**Text shown**
==============================
Make your own Sensored ESC || Electric Bike Conversion (Part 1)

**The Electric Bike Conversion Project: Creating a Sensored ESC**

As warm seasons approach, it's time to free my bicycle from dust and oil its chain. And, as you can see, its mechanical drive system still works without a problem. But for an electronics enthusiast like me, it's kind of boring... That is why I ordered an E-bike conversion kit for around 200 euros ($246.95 US), which is not a bad deal if you compare the price to commercial E-bikes.

Once I received the kit, I unpacked all the delivered goods and found the front wheel with integrated hub motor, a throttle, brakes, and electric speed controller, and a couple of complementary components. So, I simply removed my old front wheel, as well as my front disc brake, and secured the new electric front wheel in place. The whole process barely took around 10 minutes.

Next, I wanted to test the new wheel at home, and thus connected the three motor wires... Along with the motor sensor connector, and the throttle connector to the electric speed controller, according to how the manual describes it. Then, I connected the battery connector to my lab bench power supply, which was set to its maximum voltage of 30 volts.

By powering up the system, and turning the throttle control, the motor tried to start spinning, but never succeeded. The problem is that the 30 volts are, apparently, not high enough voltage for the electric speed controller... which is something that bothered me quite a lot. So in this video, we will create our own sensored electric speed controller, which does work with low voltages and thus allows me to test my new electric front wheel extensively.

**The Theory Behind BLDC Motors**

Let's get started! This video is sponsored by JLCPCB. One fact about them: JLCPCB produces 200,000 square meters (656,000 feet) of single, double, or multiple layer PCBs monthly. Upload your Gerber files to order ten professional PCBs for only $2.00!

To create a suitable sensored ESC, let's firstly have a closer look at the hub motor. After removing its metal cover, we can see that it consists of a dozen of coils on the inside, which do not move when the wheel is rotating.

Simplified, the coil arrangement would look something like this: with the wires A, B, and C being leads through the outside. The rotating parts of the hub motor consist of neodymium magnets with alternating polarity... which according to how current flows through the coil arrangement aligned in a certain way due to the magnetic forces.
==============================
A data block
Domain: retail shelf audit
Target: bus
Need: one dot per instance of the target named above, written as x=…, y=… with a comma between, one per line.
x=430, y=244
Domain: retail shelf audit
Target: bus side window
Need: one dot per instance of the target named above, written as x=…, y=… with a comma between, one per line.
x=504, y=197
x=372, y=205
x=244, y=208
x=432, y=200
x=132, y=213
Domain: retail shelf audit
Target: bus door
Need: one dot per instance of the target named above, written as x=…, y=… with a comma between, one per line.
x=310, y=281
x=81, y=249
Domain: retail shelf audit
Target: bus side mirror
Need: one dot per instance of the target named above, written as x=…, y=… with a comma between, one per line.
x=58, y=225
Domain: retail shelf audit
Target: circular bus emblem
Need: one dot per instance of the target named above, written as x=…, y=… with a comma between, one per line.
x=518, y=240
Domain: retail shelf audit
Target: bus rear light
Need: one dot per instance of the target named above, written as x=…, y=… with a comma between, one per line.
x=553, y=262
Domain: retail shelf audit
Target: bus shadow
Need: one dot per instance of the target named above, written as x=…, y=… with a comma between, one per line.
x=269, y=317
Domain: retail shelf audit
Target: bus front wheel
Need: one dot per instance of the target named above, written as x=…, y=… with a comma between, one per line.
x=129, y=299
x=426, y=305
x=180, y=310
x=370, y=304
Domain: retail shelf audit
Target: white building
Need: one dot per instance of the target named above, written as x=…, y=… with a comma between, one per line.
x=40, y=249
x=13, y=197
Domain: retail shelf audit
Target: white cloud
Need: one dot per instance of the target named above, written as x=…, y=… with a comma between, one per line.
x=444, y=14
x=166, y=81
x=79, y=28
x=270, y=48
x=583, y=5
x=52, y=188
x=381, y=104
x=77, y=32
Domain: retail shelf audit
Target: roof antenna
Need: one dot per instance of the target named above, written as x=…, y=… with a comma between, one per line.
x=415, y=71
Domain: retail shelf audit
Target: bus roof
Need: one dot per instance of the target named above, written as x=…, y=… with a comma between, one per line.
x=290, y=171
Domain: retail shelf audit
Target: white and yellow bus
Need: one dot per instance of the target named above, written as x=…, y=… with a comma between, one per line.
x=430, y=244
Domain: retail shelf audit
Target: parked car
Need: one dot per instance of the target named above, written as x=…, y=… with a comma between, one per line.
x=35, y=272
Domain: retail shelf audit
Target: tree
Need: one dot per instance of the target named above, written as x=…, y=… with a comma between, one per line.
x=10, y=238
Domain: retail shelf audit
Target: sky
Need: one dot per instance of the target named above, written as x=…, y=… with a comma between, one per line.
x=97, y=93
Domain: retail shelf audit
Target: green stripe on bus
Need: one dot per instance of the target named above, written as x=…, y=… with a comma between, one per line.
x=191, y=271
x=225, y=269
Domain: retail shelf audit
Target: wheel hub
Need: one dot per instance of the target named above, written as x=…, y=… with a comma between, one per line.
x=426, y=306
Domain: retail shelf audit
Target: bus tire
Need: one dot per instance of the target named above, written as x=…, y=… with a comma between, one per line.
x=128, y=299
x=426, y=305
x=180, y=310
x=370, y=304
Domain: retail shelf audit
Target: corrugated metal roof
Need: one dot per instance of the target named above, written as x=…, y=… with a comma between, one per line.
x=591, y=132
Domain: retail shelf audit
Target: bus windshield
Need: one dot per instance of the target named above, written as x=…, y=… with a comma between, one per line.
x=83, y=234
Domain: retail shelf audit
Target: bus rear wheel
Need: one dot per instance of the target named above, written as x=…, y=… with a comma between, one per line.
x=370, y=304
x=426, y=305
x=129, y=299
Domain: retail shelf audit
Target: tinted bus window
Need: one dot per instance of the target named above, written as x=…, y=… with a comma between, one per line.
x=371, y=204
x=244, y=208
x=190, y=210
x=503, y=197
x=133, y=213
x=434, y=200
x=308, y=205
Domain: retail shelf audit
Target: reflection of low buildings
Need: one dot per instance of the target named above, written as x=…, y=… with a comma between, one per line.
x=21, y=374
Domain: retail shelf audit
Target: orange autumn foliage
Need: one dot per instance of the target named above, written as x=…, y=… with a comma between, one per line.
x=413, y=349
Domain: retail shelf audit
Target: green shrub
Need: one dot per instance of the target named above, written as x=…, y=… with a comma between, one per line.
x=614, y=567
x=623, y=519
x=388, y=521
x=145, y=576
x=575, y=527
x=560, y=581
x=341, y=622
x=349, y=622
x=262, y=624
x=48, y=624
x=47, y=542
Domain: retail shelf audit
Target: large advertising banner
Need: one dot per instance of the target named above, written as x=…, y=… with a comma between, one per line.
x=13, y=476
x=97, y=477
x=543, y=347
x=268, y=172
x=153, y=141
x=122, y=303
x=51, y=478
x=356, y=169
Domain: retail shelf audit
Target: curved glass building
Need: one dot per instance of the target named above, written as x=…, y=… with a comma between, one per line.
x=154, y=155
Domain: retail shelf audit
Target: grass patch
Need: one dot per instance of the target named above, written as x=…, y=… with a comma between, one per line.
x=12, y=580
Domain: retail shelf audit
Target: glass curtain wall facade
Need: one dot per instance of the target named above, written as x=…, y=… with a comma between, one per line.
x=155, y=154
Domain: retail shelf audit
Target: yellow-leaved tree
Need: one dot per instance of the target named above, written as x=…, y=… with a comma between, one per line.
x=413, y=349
==============================
**To be done**
Can you resume the article on building a sensored ESC for an electric bike conversion, starting right after its last sentence?

**Response below**
That means what we're dealing here with is a so-called BLDC motor, aka a brushless direct current motor. I already talked about how you can make them rotate by creating your own ESC in a previous project, so definitely have a look at that if you want to know more about the theory behind it.

**Creating the Sensored ESC**

What the code basically does is firstly waiting for state change of one of the Hall effect sensors? If one happens, the Arduino determines which step needs to be activated. Then timer one says okay, let's activate the corresponding MOSFETs of the step.

After a certain amount of time, which is determined by the potentiometer, timer one then says let's connect all phases to one another and take a quick break before we power the phases once again. This creates a PWM signal which basically lowers the average voltage and thus lowers the current.

Which lowers the magnetic forces and thus the rotation speed. This process continues until there's an another Hall effect sensor state change, which then activates the next step. So in theory, the code should work fine...

**Testing the Sensored ESC**

Which means it was time to upload it connect the motor wires as well as the Hall effect sensor wires to the boards and power it all up... and as you can see the wheel starts rotating and the speeds can be adjusted by the potentiometer.

But as expected, the wheel rotates rather slowly with a 15-volt supply voltage. But it is still a lot of fun to play around with! I hope you enjoyed watching this video and are looking forward to the next episode of the electric bike conversion project.

As always, don't forget to Like share and subscribe. Stay creative, and I will see you next time!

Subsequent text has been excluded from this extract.